Reproduce all the entries beneath this sentence exactly.

(Data entries)
>>>>>
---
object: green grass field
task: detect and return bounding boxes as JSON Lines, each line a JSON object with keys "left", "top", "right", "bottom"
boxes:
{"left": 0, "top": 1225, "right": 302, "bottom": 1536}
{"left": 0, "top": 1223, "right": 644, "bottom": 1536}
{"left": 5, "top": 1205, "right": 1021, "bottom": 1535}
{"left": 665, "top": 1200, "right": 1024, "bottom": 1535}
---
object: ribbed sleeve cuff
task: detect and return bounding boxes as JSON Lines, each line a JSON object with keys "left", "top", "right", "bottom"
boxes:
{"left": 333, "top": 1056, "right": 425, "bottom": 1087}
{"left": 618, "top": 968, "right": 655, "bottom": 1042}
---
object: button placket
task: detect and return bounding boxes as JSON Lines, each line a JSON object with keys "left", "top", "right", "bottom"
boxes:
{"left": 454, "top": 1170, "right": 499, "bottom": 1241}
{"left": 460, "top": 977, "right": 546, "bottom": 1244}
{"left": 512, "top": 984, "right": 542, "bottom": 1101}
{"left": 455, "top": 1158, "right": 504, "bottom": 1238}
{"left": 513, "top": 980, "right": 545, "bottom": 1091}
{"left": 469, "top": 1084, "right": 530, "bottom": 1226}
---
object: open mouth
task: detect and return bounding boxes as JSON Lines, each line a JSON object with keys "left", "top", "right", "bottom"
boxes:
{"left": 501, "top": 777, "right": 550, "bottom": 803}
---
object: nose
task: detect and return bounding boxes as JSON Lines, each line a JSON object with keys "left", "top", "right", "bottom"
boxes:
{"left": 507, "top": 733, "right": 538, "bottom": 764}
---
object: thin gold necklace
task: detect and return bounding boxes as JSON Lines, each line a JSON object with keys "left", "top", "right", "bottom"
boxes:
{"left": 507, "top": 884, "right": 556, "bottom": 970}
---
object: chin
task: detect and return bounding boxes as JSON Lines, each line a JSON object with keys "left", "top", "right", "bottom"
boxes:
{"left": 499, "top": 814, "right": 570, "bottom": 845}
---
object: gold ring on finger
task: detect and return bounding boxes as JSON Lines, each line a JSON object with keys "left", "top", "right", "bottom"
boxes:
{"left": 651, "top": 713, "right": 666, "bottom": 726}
<<<<<
● **OUTPUT BELOW**
---
object: green grass field
task: detect and return bounding boxes as JSON Lines, each line a JSON object with keys "left", "top", "right", "bottom"
boxes:
{"left": 0, "top": 1225, "right": 302, "bottom": 1536}
{"left": 0, "top": 1223, "right": 644, "bottom": 1536}
{"left": 5, "top": 1205, "right": 1021, "bottom": 1535}
{"left": 665, "top": 1200, "right": 1024, "bottom": 1535}
---
object: ribbed sleeve cuff
task: detect and return bounding boxes as JSON Lines, each line a JSON object with keys "left", "top", "right", "bottom"
boxes:
{"left": 333, "top": 1056, "right": 425, "bottom": 1087}
{"left": 618, "top": 968, "right": 655, "bottom": 1042}
---
object: button placket
task: detect and return bounding boxes as JSON Lines, each line a JSON object with keys "left", "top", "right", "bottom"
boxes:
{"left": 454, "top": 1170, "right": 499, "bottom": 1241}
{"left": 460, "top": 977, "right": 546, "bottom": 1244}
{"left": 512, "top": 984, "right": 542, "bottom": 1101}
{"left": 455, "top": 1158, "right": 504, "bottom": 1238}
{"left": 513, "top": 980, "right": 545, "bottom": 1091}
{"left": 469, "top": 1084, "right": 530, "bottom": 1226}
---
object: open mouth
task: detect and return bounding boxes as JSON Lines, each line a JSON object with keys "left", "top", "right", "bottom"
boxes:
{"left": 501, "top": 777, "right": 550, "bottom": 803}
---
object: nose
task: detect and return bounding boxes as JSON Lines, each line a JSON object with keys "left", "top", "right", "bottom"
boxes:
{"left": 507, "top": 733, "right": 538, "bottom": 764}
---
object: thin gold necklace
task: detect and return bounding boxes as JSON Lines, each line a JSON object with keys "left", "top", "right", "bottom"
boxes:
{"left": 507, "top": 884, "right": 556, "bottom": 970}
---
object: chin
task: detect and return bounding boxes as JSON Lines, each line a JSON object with keys "left", "top", "right", "bottom"
boxes:
{"left": 499, "top": 814, "right": 570, "bottom": 845}
---
object: gold ring on finger
task: detect and return bounding boxes as JSON Lines, each line a JSON object with keys "left", "top", "right", "bottom"
boxes:
{"left": 651, "top": 713, "right": 666, "bottom": 726}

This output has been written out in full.